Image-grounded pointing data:
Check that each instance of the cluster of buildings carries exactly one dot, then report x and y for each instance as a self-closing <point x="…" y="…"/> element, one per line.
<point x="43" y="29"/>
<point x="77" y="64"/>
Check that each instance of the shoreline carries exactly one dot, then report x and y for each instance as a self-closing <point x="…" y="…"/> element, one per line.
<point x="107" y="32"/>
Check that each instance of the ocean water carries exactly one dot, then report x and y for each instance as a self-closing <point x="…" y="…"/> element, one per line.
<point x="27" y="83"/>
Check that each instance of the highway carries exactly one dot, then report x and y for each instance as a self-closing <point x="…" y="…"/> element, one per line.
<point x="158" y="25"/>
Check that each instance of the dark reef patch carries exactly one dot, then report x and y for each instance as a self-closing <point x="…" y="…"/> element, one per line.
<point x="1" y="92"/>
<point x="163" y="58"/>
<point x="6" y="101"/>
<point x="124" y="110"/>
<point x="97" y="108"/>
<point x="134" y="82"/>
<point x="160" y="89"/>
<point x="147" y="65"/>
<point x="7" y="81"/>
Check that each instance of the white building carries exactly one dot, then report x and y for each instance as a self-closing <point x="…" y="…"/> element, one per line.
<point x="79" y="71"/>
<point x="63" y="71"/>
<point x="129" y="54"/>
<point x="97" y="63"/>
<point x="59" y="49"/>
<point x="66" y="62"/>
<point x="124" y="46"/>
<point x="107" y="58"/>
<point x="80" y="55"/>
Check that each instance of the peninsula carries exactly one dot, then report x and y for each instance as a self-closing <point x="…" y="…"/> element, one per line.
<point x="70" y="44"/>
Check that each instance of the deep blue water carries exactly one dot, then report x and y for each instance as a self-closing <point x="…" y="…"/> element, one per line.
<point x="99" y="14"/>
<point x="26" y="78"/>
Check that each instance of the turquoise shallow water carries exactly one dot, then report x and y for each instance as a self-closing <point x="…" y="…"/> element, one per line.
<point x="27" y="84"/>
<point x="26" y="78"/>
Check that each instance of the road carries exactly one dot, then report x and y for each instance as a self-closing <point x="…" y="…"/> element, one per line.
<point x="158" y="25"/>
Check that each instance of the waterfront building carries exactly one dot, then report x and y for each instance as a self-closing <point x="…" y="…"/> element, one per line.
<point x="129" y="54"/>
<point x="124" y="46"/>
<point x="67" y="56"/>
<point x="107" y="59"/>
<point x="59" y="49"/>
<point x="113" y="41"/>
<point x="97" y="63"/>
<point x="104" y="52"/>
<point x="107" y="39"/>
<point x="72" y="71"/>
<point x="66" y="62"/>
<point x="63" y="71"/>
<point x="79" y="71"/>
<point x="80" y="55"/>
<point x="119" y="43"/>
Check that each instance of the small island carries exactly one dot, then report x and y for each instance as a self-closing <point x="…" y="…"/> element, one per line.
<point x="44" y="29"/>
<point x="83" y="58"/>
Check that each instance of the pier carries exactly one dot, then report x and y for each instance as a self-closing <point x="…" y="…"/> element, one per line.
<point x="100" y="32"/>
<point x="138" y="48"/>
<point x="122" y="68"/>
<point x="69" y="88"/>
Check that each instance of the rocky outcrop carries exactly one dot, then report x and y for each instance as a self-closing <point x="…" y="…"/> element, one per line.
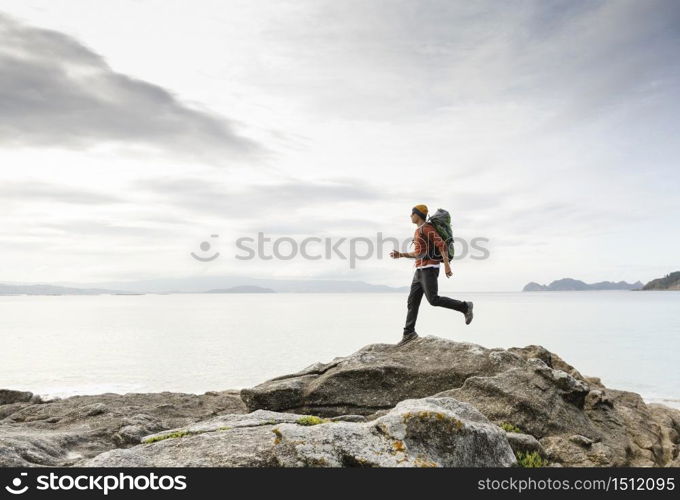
<point x="430" y="432"/>
<point x="669" y="282"/>
<point x="575" y="419"/>
<point x="432" y="402"/>
<point x="378" y="376"/>
<point x="64" y="431"/>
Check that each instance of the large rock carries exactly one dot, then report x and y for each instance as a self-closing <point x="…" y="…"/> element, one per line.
<point x="431" y="432"/>
<point x="576" y="419"/>
<point x="63" y="431"/>
<point x="378" y="376"/>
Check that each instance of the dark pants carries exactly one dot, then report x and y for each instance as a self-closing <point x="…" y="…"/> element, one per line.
<point x="425" y="282"/>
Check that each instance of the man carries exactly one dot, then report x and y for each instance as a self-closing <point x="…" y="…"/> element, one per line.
<point x="427" y="272"/>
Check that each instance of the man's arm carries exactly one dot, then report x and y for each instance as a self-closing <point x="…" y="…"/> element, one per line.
<point x="396" y="255"/>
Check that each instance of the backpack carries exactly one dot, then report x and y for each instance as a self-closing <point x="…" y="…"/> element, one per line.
<point x="441" y="221"/>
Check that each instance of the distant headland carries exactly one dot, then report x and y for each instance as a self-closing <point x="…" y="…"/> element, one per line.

» PROBLEM DETAILS
Excluding the images, return each record above precisely as written.

» ANSWER FOR THE TASK
Check that each instance of the cluster of buildings carries exactly one dot, then report x and y for each instance as a self-closing <point x="…" y="…"/> element, one per line.
<point x="43" y="29"/>
<point x="77" y="64"/>
Check that each instance of the shoreline carries exactly one dot, then report x and y for each instance as a self-closing <point x="…" y="…"/> element, one per line.
<point x="107" y="32"/>
Check that each instance of the ocean water carries exactly one dot, then report x and y for each instance as a self-closing <point x="…" y="…"/> element, one per line.
<point x="27" y="83"/>
Check that each instance of the highway carries exactly one dot, then report x and y for each instance as a self-closing <point x="…" y="…"/> element, one per line.
<point x="158" y="25"/>
Check that each instance of the dark reef patch carries exactly one dot, then report x and y for each instance as a self-closing <point x="…" y="…"/> element, one per line.
<point x="1" y="92"/>
<point x="163" y="58"/>
<point x="6" y="101"/>
<point x="124" y="110"/>
<point x="97" y="108"/>
<point x="134" y="82"/>
<point x="160" y="89"/>
<point x="147" y="65"/>
<point x="7" y="81"/>
Check that each instance of the white building carries exactly one dot, then report x and y for each instance as a self-closing <point x="…" y="…"/> element, one per line.
<point x="79" y="71"/>
<point x="63" y="71"/>
<point x="129" y="54"/>
<point x="97" y="63"/>
<point x="59" y="49"/>
<point x="66" y="62"/>
<point x="124" y="46"/>
<point x="107" y="58"/>
<point x="80" y="55"/>
Check that each instance of the peninsula carries exactly one dot, then report x and y for each instance as a self-closing <point x="…" y="…"/> element, one per line.
<point x="70" y="44"/>
Check that each instance of the deep blue water carries exactly one dot, then report x and y for each instance as a self-closing <point x="…" y="…"/> element, one per line.
<point x="99" y="14"/>
<point x="26" y="78"/>
Check that each instance of the turquoise shallow water carries exactly one dot, then report x and y for each instance as a self-closing <point x="…" y="…"/> element, one per line.
<point x="27" y="84"/>
<point x="26" y="78"/>
Check that each instance of the road carries exactly one dot, then report x and y for each instance as a self-closing <point x="…" y="…"/> element, one per line.
<point x="158" y="25"/>
Check that each instance of the waterfront building carries exactly one dot, then report x and y for each instance as a self-closing <point x="…" y="…"/> element, one per line.
<point x="129" y="54"/>
<point x="124" y="46"/>
<point x="67" y="56"/>
<point x="107" y="59"/>
<point x="59" y="49"/>
<point x="113" y="41"/>
<point x="97" y="63"/>
<point x="104" y="52"/>
<point x="107" y="39"/>
<point x="72" y="71"/>
<point x="66" y="62"/>
<point x="63" y="71"/>
<point x="79" y="71"/>
<point x="80" y="55"/>
<point x="119" y="43"/>
Check that each instance of the small island carries exactly one dot, then report x and y for each instance as a self-closing <point x="…" y="…"/> element, one per line.
<point x="44" y="29"/>
<point x="83" y="58"/>
Check that each instance of the pier carries exactly one dot, then report x and y for each instance as a self-closing <point x="…" y="…"/> element, one per line.
<point x="100" y="32"/>
<point x="138" y="48"/>
<point x="122" y="68"/>
<point x="69" y="88"/>
Check that each instance of the rocky outcrop carries exactly one dot, then report x and y for each instance as a self-closing <point x="…" y="…"/> element, one per line.
<point x="430" y="432"/>
<point x="669" y="282"/>
<point x="575" y="419"/>
<point x="432" y="402"/>
<point x="378" y="376"/>
<point x="64" y="431"/>
Check that each instance of the large rock carries exactly one dot, then report x and y for each instance as a self-closing <point x="…" y="…"/> element, one per line.
<point x="431" y="432"/>
<point x="576" y="419"/>
<point x="63" y="431"/>
<point x="378" y="376"/>
Check that each instance of the dark pants carries exactly one dot, then report x and y for each instance as a self-closing <point x="…" y="…"/> element, one per line.
<point x="425" y="282"/>
Check that each instance of the man carries exactly one dot, then report x and y for each instance as a self-closing <point x="…" y="…"/> element, one per line.
<point x="427" y="272"/>
Check that each instance of the man's arm carries exactly one dot, then report x and y for each instance as a self-closing <point x="…" y="…"/> element, one per line.
<point x="396" y="255"/>
Check that each instance of the backpack carries exactly one dot, then report x and y for each instance as a self-closing <point x="…" y="…"/> element, one per line.
<point x="441" y="221"/>
Check that each instance of the distant headland carries exactly one dot, then report x and y for each instance as a self-closing <point x="…" y="…"/> element, one per line.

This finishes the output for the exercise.